* [EXERCISE PROMPT] From the records below, copy out every line that contains the word "tree" and leave out all other lines.

* [DATA IN THIS EXERCISE]
......
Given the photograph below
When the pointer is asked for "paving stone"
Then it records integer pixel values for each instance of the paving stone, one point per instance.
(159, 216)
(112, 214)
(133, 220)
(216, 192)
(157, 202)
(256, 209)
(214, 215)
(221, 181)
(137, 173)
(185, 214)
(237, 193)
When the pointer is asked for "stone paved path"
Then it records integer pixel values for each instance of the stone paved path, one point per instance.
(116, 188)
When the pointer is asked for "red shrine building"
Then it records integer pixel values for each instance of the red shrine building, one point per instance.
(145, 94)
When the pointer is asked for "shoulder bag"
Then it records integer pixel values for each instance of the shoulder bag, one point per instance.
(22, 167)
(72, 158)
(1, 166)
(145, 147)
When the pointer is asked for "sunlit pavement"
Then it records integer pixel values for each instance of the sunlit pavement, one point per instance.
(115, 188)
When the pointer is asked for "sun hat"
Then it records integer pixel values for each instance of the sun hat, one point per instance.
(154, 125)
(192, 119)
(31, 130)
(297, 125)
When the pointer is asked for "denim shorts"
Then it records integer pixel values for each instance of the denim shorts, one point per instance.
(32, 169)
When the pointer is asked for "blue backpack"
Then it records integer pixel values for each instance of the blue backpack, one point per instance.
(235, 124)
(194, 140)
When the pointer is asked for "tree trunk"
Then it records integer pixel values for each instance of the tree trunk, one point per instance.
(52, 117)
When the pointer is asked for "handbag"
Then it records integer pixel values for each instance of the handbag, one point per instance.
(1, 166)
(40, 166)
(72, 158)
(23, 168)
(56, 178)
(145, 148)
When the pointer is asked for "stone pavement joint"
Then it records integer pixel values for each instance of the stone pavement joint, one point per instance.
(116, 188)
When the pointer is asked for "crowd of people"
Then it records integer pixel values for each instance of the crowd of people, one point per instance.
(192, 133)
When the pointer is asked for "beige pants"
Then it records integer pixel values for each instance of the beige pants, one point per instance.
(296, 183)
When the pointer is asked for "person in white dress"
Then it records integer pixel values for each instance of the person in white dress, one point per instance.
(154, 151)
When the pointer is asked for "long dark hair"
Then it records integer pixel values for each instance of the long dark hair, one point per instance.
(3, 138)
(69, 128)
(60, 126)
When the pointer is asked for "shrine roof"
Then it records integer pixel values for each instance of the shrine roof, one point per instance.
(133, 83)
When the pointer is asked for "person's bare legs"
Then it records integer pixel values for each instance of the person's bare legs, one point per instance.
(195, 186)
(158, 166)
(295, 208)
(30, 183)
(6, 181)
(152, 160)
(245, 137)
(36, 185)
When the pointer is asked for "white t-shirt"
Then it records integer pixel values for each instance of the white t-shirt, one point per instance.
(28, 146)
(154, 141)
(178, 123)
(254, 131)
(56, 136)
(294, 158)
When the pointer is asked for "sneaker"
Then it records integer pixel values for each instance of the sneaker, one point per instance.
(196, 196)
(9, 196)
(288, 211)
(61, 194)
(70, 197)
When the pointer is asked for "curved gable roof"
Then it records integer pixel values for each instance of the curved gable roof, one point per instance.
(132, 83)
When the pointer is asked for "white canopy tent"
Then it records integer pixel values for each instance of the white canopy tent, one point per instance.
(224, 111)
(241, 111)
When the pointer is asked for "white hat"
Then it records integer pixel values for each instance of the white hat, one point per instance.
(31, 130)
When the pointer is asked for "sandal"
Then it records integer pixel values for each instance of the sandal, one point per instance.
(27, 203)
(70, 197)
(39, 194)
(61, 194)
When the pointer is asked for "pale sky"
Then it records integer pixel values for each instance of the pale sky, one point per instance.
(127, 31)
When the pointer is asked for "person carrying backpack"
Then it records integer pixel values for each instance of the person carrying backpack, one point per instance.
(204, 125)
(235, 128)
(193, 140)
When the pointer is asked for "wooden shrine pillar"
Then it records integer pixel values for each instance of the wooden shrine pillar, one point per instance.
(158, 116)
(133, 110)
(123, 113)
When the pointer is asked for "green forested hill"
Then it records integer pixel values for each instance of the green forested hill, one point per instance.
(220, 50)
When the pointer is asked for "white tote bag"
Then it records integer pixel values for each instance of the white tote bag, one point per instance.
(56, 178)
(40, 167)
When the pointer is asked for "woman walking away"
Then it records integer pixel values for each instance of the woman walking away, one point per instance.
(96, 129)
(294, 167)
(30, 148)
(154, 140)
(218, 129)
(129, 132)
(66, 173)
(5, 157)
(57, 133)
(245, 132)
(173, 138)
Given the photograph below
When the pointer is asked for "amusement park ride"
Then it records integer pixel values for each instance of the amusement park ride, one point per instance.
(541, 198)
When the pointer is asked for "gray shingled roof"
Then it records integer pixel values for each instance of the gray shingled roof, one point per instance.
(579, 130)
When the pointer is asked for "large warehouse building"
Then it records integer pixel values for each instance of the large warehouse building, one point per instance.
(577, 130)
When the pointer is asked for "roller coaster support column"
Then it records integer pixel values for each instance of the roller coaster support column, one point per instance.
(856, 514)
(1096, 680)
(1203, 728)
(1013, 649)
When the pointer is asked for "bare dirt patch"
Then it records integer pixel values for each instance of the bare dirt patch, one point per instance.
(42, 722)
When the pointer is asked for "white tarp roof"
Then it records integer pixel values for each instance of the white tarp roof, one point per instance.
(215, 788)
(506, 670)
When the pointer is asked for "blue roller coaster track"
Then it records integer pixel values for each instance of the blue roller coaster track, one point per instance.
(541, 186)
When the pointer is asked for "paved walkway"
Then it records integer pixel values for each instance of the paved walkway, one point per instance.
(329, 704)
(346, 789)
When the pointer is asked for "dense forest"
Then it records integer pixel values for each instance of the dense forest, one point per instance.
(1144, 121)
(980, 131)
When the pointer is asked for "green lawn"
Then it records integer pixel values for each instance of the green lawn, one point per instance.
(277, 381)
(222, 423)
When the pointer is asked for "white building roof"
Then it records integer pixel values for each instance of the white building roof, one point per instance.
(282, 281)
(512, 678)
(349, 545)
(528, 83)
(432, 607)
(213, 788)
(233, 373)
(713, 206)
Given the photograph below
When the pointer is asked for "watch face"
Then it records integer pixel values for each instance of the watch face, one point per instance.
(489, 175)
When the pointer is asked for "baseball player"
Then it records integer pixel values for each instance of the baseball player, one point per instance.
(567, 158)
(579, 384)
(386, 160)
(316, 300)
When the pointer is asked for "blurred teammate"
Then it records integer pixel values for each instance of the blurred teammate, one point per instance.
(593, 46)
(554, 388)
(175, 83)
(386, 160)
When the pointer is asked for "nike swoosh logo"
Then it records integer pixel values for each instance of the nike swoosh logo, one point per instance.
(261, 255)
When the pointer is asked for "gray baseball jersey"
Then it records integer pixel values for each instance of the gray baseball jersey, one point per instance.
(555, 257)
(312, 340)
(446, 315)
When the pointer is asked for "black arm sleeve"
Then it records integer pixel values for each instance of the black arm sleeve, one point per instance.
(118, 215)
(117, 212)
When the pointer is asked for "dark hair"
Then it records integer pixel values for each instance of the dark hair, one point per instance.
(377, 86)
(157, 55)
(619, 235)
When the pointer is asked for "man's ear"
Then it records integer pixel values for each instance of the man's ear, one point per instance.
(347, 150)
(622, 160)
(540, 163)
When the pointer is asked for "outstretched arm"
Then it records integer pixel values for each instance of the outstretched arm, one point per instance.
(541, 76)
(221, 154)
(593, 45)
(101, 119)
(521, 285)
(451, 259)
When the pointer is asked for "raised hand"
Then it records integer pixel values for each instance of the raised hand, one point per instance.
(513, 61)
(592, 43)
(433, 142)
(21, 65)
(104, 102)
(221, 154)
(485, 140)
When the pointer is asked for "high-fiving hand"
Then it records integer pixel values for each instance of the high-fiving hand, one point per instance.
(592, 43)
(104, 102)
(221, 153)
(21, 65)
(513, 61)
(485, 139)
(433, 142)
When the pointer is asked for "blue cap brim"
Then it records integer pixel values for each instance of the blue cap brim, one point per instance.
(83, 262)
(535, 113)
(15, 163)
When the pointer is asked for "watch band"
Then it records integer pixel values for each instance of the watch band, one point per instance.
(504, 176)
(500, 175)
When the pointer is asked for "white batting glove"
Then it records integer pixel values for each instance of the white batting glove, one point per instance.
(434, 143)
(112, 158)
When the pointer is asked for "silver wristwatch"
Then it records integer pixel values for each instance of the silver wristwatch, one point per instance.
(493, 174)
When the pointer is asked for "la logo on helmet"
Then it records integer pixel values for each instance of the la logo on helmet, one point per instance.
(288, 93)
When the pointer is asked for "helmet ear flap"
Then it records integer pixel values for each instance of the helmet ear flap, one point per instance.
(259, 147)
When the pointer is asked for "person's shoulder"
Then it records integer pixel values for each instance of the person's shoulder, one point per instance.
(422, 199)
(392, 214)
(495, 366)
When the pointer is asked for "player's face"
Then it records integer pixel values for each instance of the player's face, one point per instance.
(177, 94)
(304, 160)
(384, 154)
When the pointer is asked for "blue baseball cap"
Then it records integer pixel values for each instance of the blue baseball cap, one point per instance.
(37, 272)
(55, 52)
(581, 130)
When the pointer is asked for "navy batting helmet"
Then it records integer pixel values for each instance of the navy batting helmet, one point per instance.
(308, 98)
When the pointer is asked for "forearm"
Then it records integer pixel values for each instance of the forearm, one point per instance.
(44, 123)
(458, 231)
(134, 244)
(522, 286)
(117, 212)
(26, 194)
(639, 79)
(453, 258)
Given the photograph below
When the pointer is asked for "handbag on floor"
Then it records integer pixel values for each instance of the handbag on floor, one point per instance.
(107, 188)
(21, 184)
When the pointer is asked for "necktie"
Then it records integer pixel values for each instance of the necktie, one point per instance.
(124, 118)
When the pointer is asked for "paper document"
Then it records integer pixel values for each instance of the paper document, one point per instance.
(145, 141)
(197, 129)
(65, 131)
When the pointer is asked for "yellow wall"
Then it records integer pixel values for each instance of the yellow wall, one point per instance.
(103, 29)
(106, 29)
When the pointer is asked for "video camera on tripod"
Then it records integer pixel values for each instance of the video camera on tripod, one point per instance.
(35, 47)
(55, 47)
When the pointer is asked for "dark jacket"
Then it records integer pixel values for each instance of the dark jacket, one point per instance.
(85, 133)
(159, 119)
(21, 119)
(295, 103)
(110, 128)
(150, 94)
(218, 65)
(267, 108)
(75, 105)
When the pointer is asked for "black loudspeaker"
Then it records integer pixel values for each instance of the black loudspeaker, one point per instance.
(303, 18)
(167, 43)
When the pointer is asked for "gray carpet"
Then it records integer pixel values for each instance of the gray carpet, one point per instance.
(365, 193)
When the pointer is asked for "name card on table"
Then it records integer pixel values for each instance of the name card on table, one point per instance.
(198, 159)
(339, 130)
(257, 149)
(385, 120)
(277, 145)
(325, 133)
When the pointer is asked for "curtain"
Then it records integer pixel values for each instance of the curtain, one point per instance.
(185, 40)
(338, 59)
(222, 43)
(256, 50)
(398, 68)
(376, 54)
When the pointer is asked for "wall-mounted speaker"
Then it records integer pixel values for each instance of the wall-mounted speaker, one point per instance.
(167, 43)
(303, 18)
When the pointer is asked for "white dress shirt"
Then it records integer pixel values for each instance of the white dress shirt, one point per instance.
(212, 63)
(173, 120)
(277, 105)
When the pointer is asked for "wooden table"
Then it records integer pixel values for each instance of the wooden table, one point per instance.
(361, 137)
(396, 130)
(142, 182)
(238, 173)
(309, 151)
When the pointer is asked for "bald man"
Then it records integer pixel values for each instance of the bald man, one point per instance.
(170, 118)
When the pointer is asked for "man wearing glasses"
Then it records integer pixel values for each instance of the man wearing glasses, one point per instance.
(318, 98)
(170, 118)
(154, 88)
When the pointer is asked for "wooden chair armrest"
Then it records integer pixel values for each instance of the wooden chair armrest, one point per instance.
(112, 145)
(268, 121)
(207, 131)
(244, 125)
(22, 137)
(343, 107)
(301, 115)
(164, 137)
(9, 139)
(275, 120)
......
* [TASK SOLUTION]
When the pointer is asked for "tree trunk"
Then it records integer pixel values for each instance of the tree trunk, one point per instance.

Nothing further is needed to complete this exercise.